__WHAT IS EXPECTED__:
The task calls for an exact copy of the records, without any images.

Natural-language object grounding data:
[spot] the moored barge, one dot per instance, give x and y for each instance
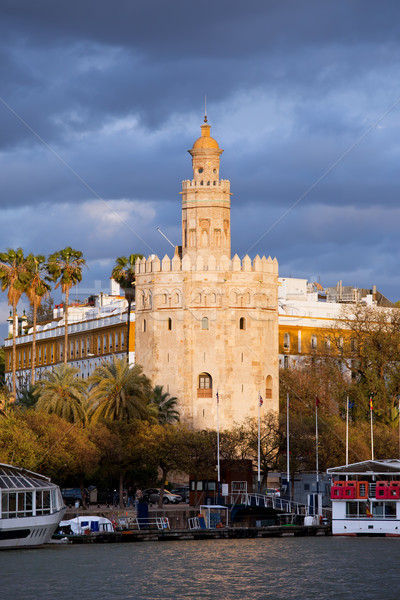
(366, 498)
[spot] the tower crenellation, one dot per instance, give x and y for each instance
(153, 264)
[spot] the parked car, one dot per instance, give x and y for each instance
(152, 495)
(273, 492)
(73, 495)
(183, 492)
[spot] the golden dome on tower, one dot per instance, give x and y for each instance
(205, 141)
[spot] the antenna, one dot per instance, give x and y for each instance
(159, 231)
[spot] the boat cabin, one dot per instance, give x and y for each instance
(365, 498)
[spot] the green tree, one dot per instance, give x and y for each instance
(166, 405)
(65, 268)
(164, 447)
(62, 393)
(368, 344)
(124, 274)
(241, 442)
(44, 310)
(12, 270)
(36, 288)
(120, 393)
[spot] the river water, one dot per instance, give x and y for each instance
(282, 568)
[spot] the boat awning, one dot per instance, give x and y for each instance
(368, 467)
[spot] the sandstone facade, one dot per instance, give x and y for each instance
(206, 322)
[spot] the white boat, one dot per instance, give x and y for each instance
(31, 508)
(366, 498)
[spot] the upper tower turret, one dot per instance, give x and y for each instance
(206, 202)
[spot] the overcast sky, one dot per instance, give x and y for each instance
(100, 101)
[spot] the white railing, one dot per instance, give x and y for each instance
(277, 503)
(147, 523)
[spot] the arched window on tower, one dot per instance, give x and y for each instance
(204, 388)
(313, 342)
(286, 341)
(268, 386)
(204, 323)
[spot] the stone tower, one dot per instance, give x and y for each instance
(206, 203)
(206, 322)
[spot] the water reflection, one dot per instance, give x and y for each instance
(289, 568)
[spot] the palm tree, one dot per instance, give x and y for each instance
(36, 290)
(120, 393)
(124, 274)
(12, 269)
(166, 405)
(62, 393)
(66, 267)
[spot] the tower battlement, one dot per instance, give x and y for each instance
(217, 184)
(153, 264)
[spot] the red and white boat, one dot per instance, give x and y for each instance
(366, 498)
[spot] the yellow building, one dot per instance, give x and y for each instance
(97, 331)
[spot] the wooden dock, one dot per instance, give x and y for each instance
(163, 535)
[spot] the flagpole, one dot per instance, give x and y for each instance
(316, 438)
(371, 408)
(399, 427)
(218, 463)
(316, 502)
(287, 447)
(347, 431)
(258, 448)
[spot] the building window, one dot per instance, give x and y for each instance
(286, 341)
(268, 386)
(204, 389)
(204, 323)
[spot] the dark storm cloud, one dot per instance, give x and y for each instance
(100, 101)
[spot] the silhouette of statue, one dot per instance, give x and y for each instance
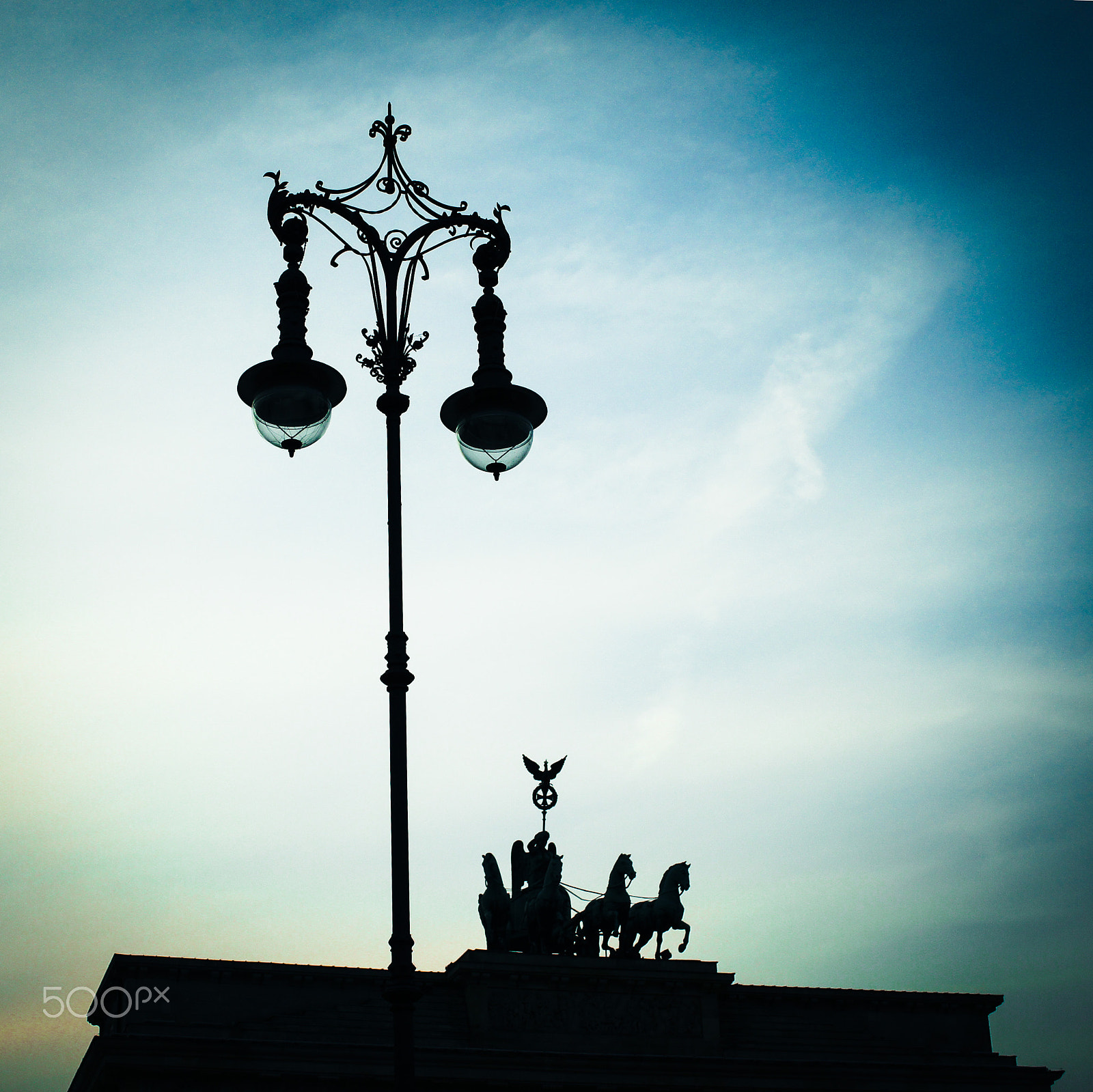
(605, 916)
(539, 910)
(664, 913)
(495, 906)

__ANSWER FOR THE TASK__:
[spot] the moored barge, one dot per instance, give x and y for each instance
(366, 498)
[spot] the tower crenellation, one dot per instance, give x and y for each instance
(153, 264)
[spot] the parked car, one dot per instance, give x and y for each instance
(152, 495)
(273, 492)
(73, 495)
(183, 492)
[spot] the golden dome on tower, one dot per instance, give x and y for each instance
(205, 141)
[spot] the antenna, one dot per instance, give x and y for each instance
(159, 231)
[spot] the boat cabin, one dot per instance, give x and y for each instance
(365, 498)
[spot] the green tree, one dot per instance, give x and y for each instance
(166, 405)
(65, 268)
(164, 447)
(62, 393)
(368, 344)
(124, 274)
(241, 442)
(44, 310)
(12, 270)
(36, 288)
(120, 393)
[spot] the river water, one dot per instance, give x and y for each instance
(282, 568)
[spot] the boat awning, one dot per instance, give x and y for each instance
(368, 467)
[spot] the sandstone facade, one dot per instance, give x and y for each instance
(206, 322)
[spot] the white boat, one dot per instance, give x and y for each instance
(31, 508)
(366, 498)
[spot] the upper tower turret, one dot per instance, give x and y for each instance
(206, 202)
[spot] the overcast sky, one dot per instance, give x and y for each instance
(100, 101)
[spot] the white railing, one dot per instance, give x and y for each instance
(277, 503)
(147, 523)
[spot] the arched window on tower, one dot per instance, give x and y for each instance
(204, 388)
(313, 342)
(286, 341)
(268, 386)
(204, 323)
[spot] the stone tower, one dot per instance, give x and y for each instance
(206, 203)
(206, 322)
[spot] the water reflection, one dot per instance, give x and y for each instance
(289, 568)
[spot] the palm tree, one dot per instance, give x and y for each instance
(36, 290)
(120, 393)
(124, 274)
(12, 269)
(166, 405)
(62, 393)
(66, 267)
[spot] the tower battlement, one dot per instance, give x and y for each instance
(217, 184)
(153, 264)
[spot] the red and white boat, one dot per instance, give x and y for each instance
(366, 498)
[spot] the yellow building, one dot per instance, give x and y for each instance
(97, 331)
[spot] the wooden dock, one dot per instance, give x and y for each instance
(163, 535)
[spot] the flagpole, one dot per instance, give x and y for each instance
(316, 438)
(371, 408)
(399, 427)
(218, 463)
(316, 502)
(287, 447)
(347, 431)
(258, 448)
[spot] the building window, one dot per instance, give x and y for each instance
(286, 341)
(268, 386)
(204, 389)
(204, 323)
[spot] the dark storm cloud, one dot per instance, give x and y for each instance
(100, 101)
[spot] the silhouette of statue, one dot per instance, give x and y for each instance
(605, 916)
(539, 910)
(664, 913)
(495, 906)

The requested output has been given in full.